EXERCISE GOAL
Could you rewrite the items as a numbered list, from the start of the items through the line holding "[[[113,3],[0,0],[0,80],[120,80]]]", both ends included, with blank lines and pictures left out?

(Items from an annotation dataset)
<<<<

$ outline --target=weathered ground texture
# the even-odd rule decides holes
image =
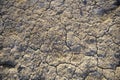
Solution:
[[[120,80],[119,4],[0,0],[0,80]]]

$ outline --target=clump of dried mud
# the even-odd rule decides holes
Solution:
[[[0,0],[0,80],[119,79],[115,0]]]

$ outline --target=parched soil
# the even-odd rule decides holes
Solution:
[[[0,0],[0,80],[120,80],[120,0]]]

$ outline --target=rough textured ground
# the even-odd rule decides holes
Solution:
[[[113,3],[0,0],[0,80],[120,80]]]

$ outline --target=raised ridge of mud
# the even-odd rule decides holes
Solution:
[[[0,0],[0,80],[120,80],[120,0]]]

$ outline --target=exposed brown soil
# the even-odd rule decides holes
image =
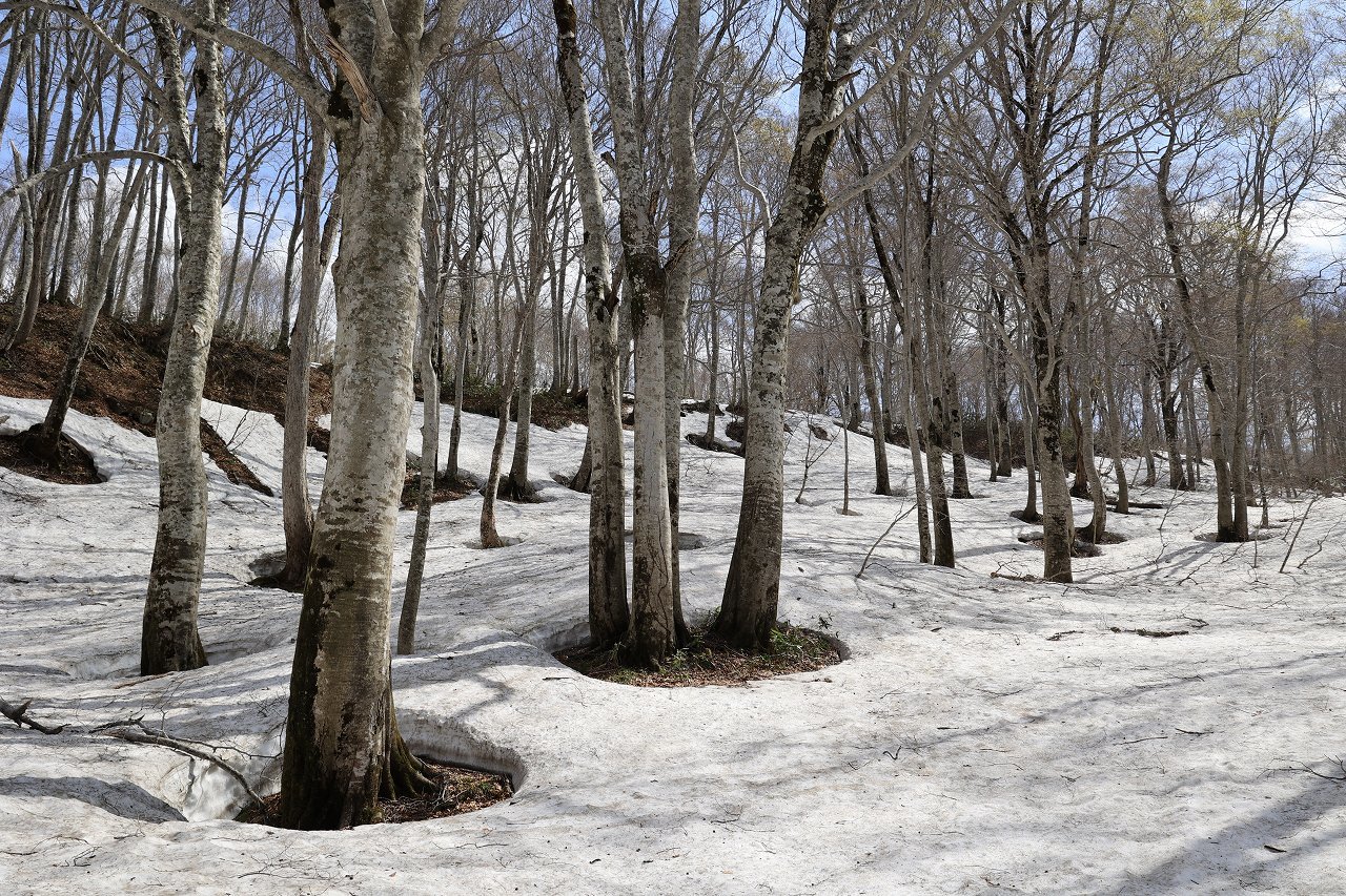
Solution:
[[[39,308],[32,335],[8,355],[0,357],[0,394],[50,398],[65,371],[70,334],[78,323],[78,308],[52,304]],[[79,370],[71,406],[92,417],[110,417],[128,429],[153,436],[167,351],[167,334],[162,328],[100,319]],[[288,365],[284,351],[217,334],[210,347],[205,397],[275,414],[284,425]],[[326,431],[312,420],[327,413],[330,406],[328,371],[314,370],[310,378],[310,444],[323,443],[326,448]],[[205,421],[201,424],[201,441],[230,482],[272,494],[246,464],[234,457],[223,439]],[[8,440],[0,447],[0,465],[48,482],[100,482],[87,452],[65,436],[61,470],[48,470],[47,464],[24,452],[17,440]]]
[[[1043,538],[1042,538],[1042,533],[1040,531],[1039,533],[1031,533],[1031,534],[1027,534],[1027,535],[1019,535],[1019,541],[1023,542],[1023,544],[1026,544],[1026,545],[1028,545],[1030,548],[1036,548],[1038,550],[1042,550],[1042,541],[1043,541]],[[1125,539],[1119,537],[1117,541],[1125,541]],[[1102,544],[1116,544],[1116,542],[1106,542],[1105,541]],[[1079,558],[1079,557],[1101,557],[1102,556],[1102,550],[1098,548],[1098,545],[1090,545],[1086,541],[1081,541],[1081,539],[1075,538],[1075,544],[1071,545],[1071,548],[1070,548],[1070,556],[1075,557],[1075,558]]]
[[[42,305],[32,335],[0,357],[0,394],[50,398],[65,370],[70,335],[78,322],[78,308]],[[163,328],[100,319],[71,405],[92,417],[110,417],[128,429],[152,436],[167,352]],[[205,396],[276,414],[284,422],[288,363],[284,351],[217,334],[210,347]],[[331,379],[326,370],[312,371],[310,390],[308,413],[314,420],[331,406]]]
[[[0,436],[0,467],[8,467],[34,479],[59,482],[67,486],[92,486],[102,482],[93,457],[69,436],[61,436],[61,460],[51,465],[34,459],[24,448],[24,433]]]
[[[425,759],[421,761],[429,768],[435,790],[424,796],[380,799],[378,809],[384,823],[396,825],[431,818],[450,818],[494,806],[514,795],[514,788],[510,787],[509,778],[505,775],[433,763]],[[260,809],[256,806],[245,809],[236,821],[275,826],[279,815],[280,794],[273,794],[262,799]]]
[[[207,424],[205,420],[201,421],[201,447],[206,449],[206,453],[215,461],[215,465],[219,467],[226,476],[229,476],[229,482],[236,486],[246,486],[253,491],[260,491],[268,498],[276,496],[276,492],[271,490],[271,486],[264,486],[262,482],[257,479],[257,475],[249,470],[248,464],[238,460],[238,457],[234,456],[234,452],[229,451],[227,443],[225,443],[225,440],[219,437],[219,433],[215,432],[214,426]]]
[[[459,500],[462,498],[467,498],[474,491],[476,491],[476,486],[474,483],[459,479],[458,476],[443,474],[435,476],[433,503],[441,505],[446,500]],[[416,502],[419,499],[420,470],[406,464],[406,478],[402,479],[402,510],[416,510]]]
[[[762,678],[816,671],[841,662],[836,642],[810,628],[789,626],[773,635],[770,652],[754,654],[730,647],[705,628],[692,630],[692,643],[660,669],[641,669],[622,662],[619,648],[575,647],[556,658],[577,673],[637,687],[704,687],[744,685]]]
[[[416,398],[420,400],[420,385],[416,386]],[[454,404],[454,383],[448,382],[440,390],[440,401],[446,405]],[[501,416],[501,393],[497,386],[464,386],[463,410],[483,417]],[[518,402],[510,404],[510,420],[518,420]],[[556,394],[540,391],[533,396],[534,426],[557,431],[565,429],[571,424],[588,425],[588,393]]]

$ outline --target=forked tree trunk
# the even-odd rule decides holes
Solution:
[[[495,529],[495,499],[501,491],[501,464],[505,459],[505,436],[509,433],[510,406],[514,402],[514,386],[518,371],[518,348],[524,336],[524,320],[514,323],[514,336],[510,342],[509,355],[501,358],[501,400],[497,405],[495,441],[491,443],[491,465],[486,471],[486,484],[482,486],[482,517],[478,530],[481,533],[482,548],[503,548],[505,539]]]
[[[790,311],[800,288],[800,260],[825,209],[822,178],[836,143],[849,44],[833,54],[835,4],[809,5],[800,67],[798,125],[783,198],[767,227],[754,319],[752,374],[747,394],[743,499],[734,556],[715,631],[730,643],[766,650],[781,597],[785,523],[785,378]],[[814,129],[829,126],[824,133]]]
[[[148,168],[149,163],[141,163],[131,183],[122,187],[112,230],[108,234],[90,234],[98,244],[102,244],[102,250],[98,253],[93,274],[85,280],[83,315],[79,319],[79,328],[75,330],[66,354],[66,366],[61,374],[61,382],[57,383],[57,391],[51,397],[51,404],[47,405],[47,416],[28,439],[28,451],[52,465],[58,465],[61,461],[61,431],[66,425],[66,413],[75,397],[79,366],[83,363],[85,352],[89,351],[89,343],[93,342],[93,331],[98,326],[98,315],[108,295],[108,283],[116,260],[113,248],[121,245],[121,234],[127,227],[133,199],[140,192],[140,184]],[[106,242],[104,242],[105,235]]]
[[[532,239],[532,237],[529,237]],[[501,496],[510,500],[534,500],[537,490],[528,480],[528,452],[533,426],[533,389],[537,383],[537,301],[536,289],[541,287],[541,270],[530,276],[530,295],[524,303],[524,335],[518,358],[518,412],[514,425],[514,453],[510,457],[509,475],[501,483]]]
[[[201,0],[211,22],[226,22],[227,3]],[[140,635],[140,674],[197,669],[206,651],[197,631],[201,574],[206,562],[206,464],[201,453],[201,396],[219,305],[221,206],[225,191],[223,67],[219,46],[195,38],[195,159],[187,148],[186,85],[178,36],[157,17],[152,23],[163,59],[166,93],[179,118],[170,149],[187,170],[178,191],[182,245],[178,303],[168,359],[159,393],[159,526]]]
[[[310,118],[312,148],[304,171],[304,257],[299,269],[299,308],[288,334],[289,367],[285,377],[284,463],[280,470],[281,518],[285,526],[285,568],[280,574],[288,588],[303,588],[308,573],[308,549],[314,538],[314,506],[308,496],[308,359],[312,354],[318,297],[335,229],[319,227],[323,174],[327,168],[327,129],[318,116]],[[336,200],[334,200],[335,203]],[[334,206],[334,211],[336,207]]]
[[[378,821],[380,792],[428,782],[397,731],[389,609],[393,538],[413,402],[412,343],[425,200],[424,4],[390,16],[324,7],[346,75],[334,97],[342,239],[334,280],[332,428],[314,523],[281,770],[281,822],[335,829]],[[448,4],[446,4],[448,7]],[[444,8],[441,16],[455,15]],[[456,17],[456,16],[455,16]],[[377,91],[377,93],[376,93]]]
[[[616,293],[608,280],[607,225],[580,66],[575,4],[555,0],[552,8],[556,15],[556,67],[569,121],[571,156],[584,222],[584,307],[590,335],[590,640],[607,647],[622,639],[630,622],[626,605],[626,495],[618,393]]]

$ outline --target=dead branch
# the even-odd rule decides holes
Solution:
[[[879,535],[872,545],[870,545],[868,553],[865,553],[864,560],[860,562],[860,572],[855,574],[856,578],[861,578],[864,576],[864,568],[870,565],[870,558],[874,557],[874,552],[878,550],[879,544],[883,542],[883,539],[888,537],[888,533],[892,531],[892,527],[896,526],[899,522],[902,522],[902,519],[913,510],[915,510],[915,505],[911,505],[900,514],[894,517],[892,522],[888,523],[888,527],[883,530],[883,534]]]
[[[1285,549],[1285,557],[1280,561],[1280,569],[1276,572],[1285,572],[1285,564],[1289,562],[1289,554],[1295,550],[1295,542],[1299,541],[1299,533],[1304,531],[1304,523],[1308,522],[1308,514],[1314,510],[1314,503],[1318,500],[1318,495],[1308,499],[1308,506],[1304,507],[1304,515],[1299,518],[1299,529],[1295,530],[1295,535],[1289,539],[1289,548]]]
[[[28,706],[31,705],[32,705],[31,700],[26,700],[17,705],[0,700],[0,713],[4,713],[4,717],[11,720],[19,728],[27,725],[34,731],[40,731],[43,735],[59,735],[62,731],[65,731],[66,728],[65,725],[57,725],[55,728],[51,728],[48,725],[43,725],[42,722],[34,720],[32,716],[28,714]]]

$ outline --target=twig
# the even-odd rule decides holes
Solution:
[[[1119,635],[1140,635],[1141,638],[1176,638],[1178,635],[1190,635],[1191,632],[1186,628],[1162,630],[1162,628],[1117,628],[1113,626],[1108,631],[1116,632]]]
[[[1295,530],[1294,537],[1289,539],[1289,548],[1285,549],[1285,557],[1280,561],[1280,569],[1276,570],[1277,573],[1285,572],[1285,564],[1289,562],[1289,554],[1295,550],[1295,542],[1299,541],[1299,533],[1304,531],[1304,523],[1308,522],[1308,514],[1312,511],[1314,503],[1316,502],[1318,495],[1308,499],[1308,506],[1304,507],[1304,515],[1299,518],[1299,529]]]
[[[28,706],[31,705],[32,705],[31,700],[26,700],[19,705],[0,700],[0,713],[4,713],[5,718],[11,720],[19,728],[27,725],[34,731],[40,731],[43,735],[59,735],[62,731],[65,731],[66,728],[65,725],[57,725],[55,728],[51,728],[48,725],[43,725],[39,721],[35,721],[32,716],[28,714]]]
[[[171,735],[164,733],[163,731],[153,731],[151,728],[145,728],[139,718],[131,718],[127,721],[114,722],[113,725],[104,725],[100,729],[96,729],[96,732],[106,737],[116,737],[117,740],[124,740],[129,744],[151,744],[153,747],[167,747],[168,749],[175,749],[179,753],[191,756],[192,759],[199,759],[202,761],[218,766],[226,775],[229,775],[242,786],[244,792],[248,794],[248,799],[253,800],[253,803],[257,806],[261,805],[261,796],[258,796],[257,791],[252,788],[252,784],[248,783],[248,778],[245,778],[241,771],[238,771],[225,760],[219,759],[218,756],[213,756],[211,753],[207,753],[203,749],[197,749],[195,747],[176,737],[172,737]]]
[[[864,561],[861,561],[861,562],[860,562],[860,572],[857,572],[857,573],[855,574],[855,577],[856,577],[856,578],[860,578],[860,577],[863,577],[863,576],[864,576],[864,569],[865,569],[865,566],[868,566],[868,565],[870,565],[870,558],[871,558],[871,557],[874,557],[874,552],[879,549],[879,544],[880,544],[880,542],[882,542],[882,541],[883,541],[884,538],[887,538],[887,537],[888,537],[888,533],[890,533],[890,531],[892,531],[892,527],[894,527],[894,526],[896,526],[896,525],[898,525],[899,522],[902,522],[902,519],[903,519],[903,518],[905,518],[905,517],[906,517],[907,514],[910,514],[910,513],[911,513],[913,510],[915,510],[915,505],[911,505],[910,507],[907,507],[906,510],[903,510],[903,511],[902,511],[900,514],[898,514],[896,517],[894,517],[894,518],[892,518],[892,522],[890,522],[890,523],[888,523],[888,527],[883,530],[883,534],[882,534],[882,535],[879,535],[879,537],[878,537],[878,538],[875,539],[875,542],[874,542],[872,545],[870,545],[870,550],[868,550],[868,553],[865,553],[865,556],[864,556]]]

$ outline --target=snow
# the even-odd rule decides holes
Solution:
[[[44,402],[0,398],[13,432]],[[444,409],[444,432],[452,409]],[[280,426],[207,405],[277,490]],[[218,422],[217,422],[218,421]],[[686,432],[704,414],[684,418]],[[1023,471],[952,502],[960,568],[914,562],[909,499],[868,494],[851,439],[802,476],[793,421],[781,611],[837,635],[830,669],[746,687],[635,689],[549,651],[584,636],[583,429],[533,431],[544,503],[497,505],[509,548],[475,550],[481,498],[433,511],[419,654],[394,662],[412,747],[507,771],[514,799],[451,819],[296,833],[240,825],[237,786],[159,747],[0,728],[0,881],[13,892],[192,893],[1327,893],[1346,891],[1346,499],[1275,500],[1272,539],[1218,545],[1207,494],[1137,488],[1128,541],[1040,573],[1010,518]],[[412,421],[408,451],[420,437]],[[464,414],[485,478],[497,421]],[[833,435],[835,424],[826,425]],[[153,545],[153,441],[71,412],[108,482],[0,470],[0,696],[47,724],[144,717],[215,744],[275,790],[297,596],[253,588],[280,500],[210,470],[202,639],[211,665],[135,677]],[[630,437],[627,435],[627,437]],[[732,550],[742,460],[684,447],[685,601],[709,612]],[[894,483],[910,476],[890,447]],[[322,474],[320,456],[310,470]],[[315,488],[316,495],[316,488]],[[1077,505],[1079,519],[1088,505]],[[413,514],[400,521],[405,568]],[[394,581],[394,608],[401,592]],[[1121,631],[1113,631],[1113,630]],[[1180,630],[1147,638],[1125,630]],[[1073,634],[1062,634],[1073,632]],[[1283,852],[1281,852],[1283,850]]]

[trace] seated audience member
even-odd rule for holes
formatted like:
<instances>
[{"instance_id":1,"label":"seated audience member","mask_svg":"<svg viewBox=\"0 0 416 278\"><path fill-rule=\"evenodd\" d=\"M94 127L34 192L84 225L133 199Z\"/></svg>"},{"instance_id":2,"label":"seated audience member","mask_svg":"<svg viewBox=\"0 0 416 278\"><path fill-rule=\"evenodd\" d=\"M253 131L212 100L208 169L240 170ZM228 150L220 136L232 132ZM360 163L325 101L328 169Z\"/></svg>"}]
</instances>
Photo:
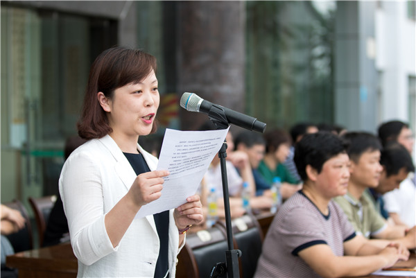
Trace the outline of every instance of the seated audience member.
<instances>
[{"instance_id":1,"label":"seated audience member","mask_svg":"<svg viewBox=\"0 0 416 278\"><path fill-rule=\"evenodd\" d=\"M400 121L390 121L380 125L378 132L384 147L392 142L397 142L403 145L412 155L415 138L408 124ZM416 224L415 179L414 171L410 173L398 189L383 197L384 207L396 225L412 227Z\"/></svg>"},{"instance_id":2,"label":"seated audience member","mask_svg":"<svg viewBox=\"0 0 416 278\"><path fill-rule=\"evenodd\" d=\"M346 148L329 132L305 135L297 144L295 163L304 186L277 211L255 277L361 276L408 259L408 251L396 245L379 248L356 234L332 201L347 193Z\"/></svg>"},{"instance_id":3,"label":"seated audience member","mask_svg":"<svg viewBox=\"0 0 416 278\"><path fill-rule=\"evenodd\" d=\"M318 129L312 123L302 122L293 125L290 130L291 137L292 137L292 146L289 148L289 154L286 161L283 163L286 167L292 177L293 177L297 182L302 182L300 176L296 170L296 166L293 162L293 156L295 155L295 146L299 142L304 134L318 132Z\"/></svg>"},{"instance_id":4,"label":"seated audience member","mask_svg":"<svg viewBox=\"0 0 416 278\"><path fill-rule=\"evenodd\" d=\"M254 183L256 184L256 196L262 196L263 191L270 189L271 184L260 174L257 168L266 150L266 141L262 134L252 131L240 132L234 141L236 150L245 153L252 168Z\"/></svg>"},{"instance_id":5,"label":"seated audience member","mask_svg":"<svg viewBox=\"0 0 416 278\"><path fill-rule=\"evenodd\" d=\"M65 141L64 158L65 160L78 147L86 142L78 135L68 137ZM58 186L58 184L56 185ZM56 202L49 214L44 237L44 246L51 246L69 241L69 228L60 194L56 196Z\"/></svg>"},{"instance_id":6,"label":"seated audience member","mask_svg":"<svg viewBox=\"0 0 416 278\"><path fill-rule=\"evenodd\" d=\"M270 131L264 135L264 138L266 143L266 155L257 169L270 184L275 177L280 177L280 193L283 199L286 200L302 189L302 184L292 177L283 164L289 154L291 138L283 130Z\"/></svg>"},{"instance_id":7,"label":"seated audience member","mask_svg":"<svg viewBox=\"0 0 416 278\"><path fill-rule=\"evenodd\" d=\"M15 270L8 268L6 266L6 257L15 254L13 247L8 241L7 236L14 234L23 229L25 225L25 219L21 216L20 211L10 208L4 205L0 205L1 207L1 220L0 223L0 229L1 234L1 277L17 277Z\"/></svg>"},{"instance_id":8,"label":"seated audience member","mask_svg":"<svg viewBox=\"0 0 416 278\"><path fill-rule=\"evenodd\" d=\"M211 123L205 123L201 128L204 130L214 129ZM250 188L251 193L250 207L252 209L270 208L272 205L271 198L265 198L261 196L256 197L255 196L256 186L248 155L241 150L234 150L234 139L230 131L227 134L225 140L227 146L225 164L231 216L232 218L239 217L246 212L243 208L243 200L241 199L243 183L244 182L248 183ZM217 196L218 216L220 218L225 217L223 181L220 158L218 155L216 155L212 159L201 185L202 190L201 200L204 207L207 207L207 196L208 192L211 188L214 188Z\"/></svg>"},{"instance_id":9,"label":"seated audience member","mask_svg":"<svg viewBox=\"0 0 416 278\"><path fill-rule=\"evenodd\" d=\"M363 194L375 188L383 171L380 165L381 144L367 132L347 132L343 138L349 143L349 173L347 194L334 200L341 207L358 234L369 238L394 239L407 248L416 247L416 227L406 233L404 227L392 226L377 212L371 200ZM385 242L382 241L381 244Z\"/></svg>"},{"instance_id":10,"label":"seated audience member","mask_svg":"<svg viewBox=\"0 0 416 278\"><path fill-rule=\"evenodd\" d=\"M415 171L415 166L410 155L406 148L399 144L390 144L381 150L380 164L383 167L383 171L380 176L379 185L374 189L368 189L368 193L370 194L377 211L385 219L390 219L389 214L384 208L383 195L395 189L398 189L401 182L407 177L409 173ZM367 193L367 191L365 193ZM413 216L416 217L415 216L415 202L413 202L413 207L408 207L408 209L413 211ZM389 223L391 224L392 221L389 221Z\"/></svg>"}]
</instances>

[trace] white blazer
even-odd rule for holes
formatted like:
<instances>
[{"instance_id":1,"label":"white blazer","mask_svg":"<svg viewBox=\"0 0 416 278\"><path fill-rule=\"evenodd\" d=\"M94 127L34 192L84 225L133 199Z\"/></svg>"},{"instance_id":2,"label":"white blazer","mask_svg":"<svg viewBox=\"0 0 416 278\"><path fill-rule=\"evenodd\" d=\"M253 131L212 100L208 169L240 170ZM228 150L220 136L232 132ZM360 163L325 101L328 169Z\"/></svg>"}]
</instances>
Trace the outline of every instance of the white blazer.
<instances>
[{"instance_id":1,"label":"white blazer","mask_svg":"<svg viewBox=\"0 0 416 278\"><path fill-rule=\"evenodd\" d=\"M157 159L137 144L150 171ZM107 135L75 150L65 162L59 190L68 219L78 277L153 277L159 241L153 216L135 219L113 248L104 216L128 191L137 175L116 142ZM169 216L169 275L175 277L179 233ZM183 245L182 245L183 246ZM181 247L182 248L182 247Z\"/></svg>"}]
</instances>

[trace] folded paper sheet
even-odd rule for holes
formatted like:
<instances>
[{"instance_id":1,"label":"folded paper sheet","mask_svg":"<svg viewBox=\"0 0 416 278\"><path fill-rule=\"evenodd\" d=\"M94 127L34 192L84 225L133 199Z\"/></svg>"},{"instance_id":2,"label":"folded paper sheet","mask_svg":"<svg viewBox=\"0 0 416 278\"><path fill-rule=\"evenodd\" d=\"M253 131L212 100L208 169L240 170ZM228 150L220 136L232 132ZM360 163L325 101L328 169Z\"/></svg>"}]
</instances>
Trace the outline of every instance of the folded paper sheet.
<instances>
[{"instance_id":1,"label":"folded paper sheet","mask_svg":"<svg viewBox=\"0 0 416 278\"><path fill-rule=\"evenodd\" d=\"M168 170L162 196L140 209L136 218L157 214L187 202L194 195L214 157L223 145L228 129L180 131L166 129L157 170Z\"/></svg>"}]
</instances>

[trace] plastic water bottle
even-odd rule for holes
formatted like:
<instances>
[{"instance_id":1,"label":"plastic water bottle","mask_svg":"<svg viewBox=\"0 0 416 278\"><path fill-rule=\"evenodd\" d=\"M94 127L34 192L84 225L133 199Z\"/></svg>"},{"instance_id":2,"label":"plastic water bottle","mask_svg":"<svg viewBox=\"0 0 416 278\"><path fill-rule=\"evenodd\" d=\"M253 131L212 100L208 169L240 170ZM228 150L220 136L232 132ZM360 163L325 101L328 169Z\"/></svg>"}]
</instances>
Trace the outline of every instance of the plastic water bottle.
<instances>
[{"instance_id":1,"label":"plastic water bottle","mask_svg":"<svg viewBox=\"0 0 416 278\"><path fill-rule=\"evenodd\" d=\"M209 228L215 224L218 219L218 205L215 188L211 188L208 193L208 216L207 216L207 227Z\"/></svg>"},{"instance_id":2,"label":"plastic water bottle","mask_svg":"<svg viewBox=\"0 0 416 278\"><path fill-rule=\"evenodd\" d=\"M270 207L270 212L275 214L277 211L277 209L281 205L281 195L280 194L280 185L281 184L279 177L275 177L273 178L273 183L272 184L272 207Z\"/></svg>"},{"instance_id":3,"label":"plastic water bottle","mask_svg":"<svg viewBox=\"0 0 416 278\"><path fill-rule=\"evenodd\" d=\"M248 182L244 182L243 183L243 191L241 192L241 199L243 199L243 208L247 213L251 212L251 207L250 207L250 187L248 187Z\"/></svg>"}]
</instances>

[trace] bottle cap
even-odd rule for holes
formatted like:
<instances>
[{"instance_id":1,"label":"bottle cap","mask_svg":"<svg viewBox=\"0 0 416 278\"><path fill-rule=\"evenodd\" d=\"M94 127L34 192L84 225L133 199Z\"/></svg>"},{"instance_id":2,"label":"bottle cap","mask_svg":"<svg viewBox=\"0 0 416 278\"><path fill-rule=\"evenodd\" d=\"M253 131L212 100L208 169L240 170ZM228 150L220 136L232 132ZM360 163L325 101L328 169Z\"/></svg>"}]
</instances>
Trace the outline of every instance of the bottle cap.
<instances>
[{"instance_id":1,"label":"bottle cap","mask_svg":"<svg viewBox=\"0 0 416 278\"><path fill-rule=\"evenodd\" d=\"M280 177L273 177L273 183L281 182L281 180L280 180Z\"/></svg>"}]
</instances>

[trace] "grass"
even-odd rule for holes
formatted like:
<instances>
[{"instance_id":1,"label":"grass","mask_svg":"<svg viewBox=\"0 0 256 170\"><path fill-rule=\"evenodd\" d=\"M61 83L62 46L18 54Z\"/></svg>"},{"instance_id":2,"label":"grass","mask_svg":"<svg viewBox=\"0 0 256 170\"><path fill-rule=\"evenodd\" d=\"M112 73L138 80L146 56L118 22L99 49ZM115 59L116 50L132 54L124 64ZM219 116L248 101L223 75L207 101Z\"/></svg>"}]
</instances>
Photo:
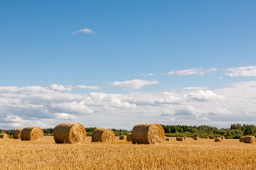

>>>>

REPLY
1. $ outline --target=weathered ground texture
2. # the even-odd rule decides holes
3. image =
4. Solution:
5. [[[120,80],[119,4],[0,0],[0,80]]]
6. $ outline --target=clump of dried mud
7. # the even-odd rule decides holes
8. Solution:
9. [[[0,0],[0,80],[119,79],[115,0]]]
10. $ outline --target=parched soil
11. # the even-odd rule decides holes
12. Solution:
13. [[[0,0],[0,80],[120,80],[120,0]]]
14. $ outline --target=rough textured ground
15. # the even-odd rule decides holes
16. Solution:
17. [[[113,3],[0,0],[0,80],[120,80]]]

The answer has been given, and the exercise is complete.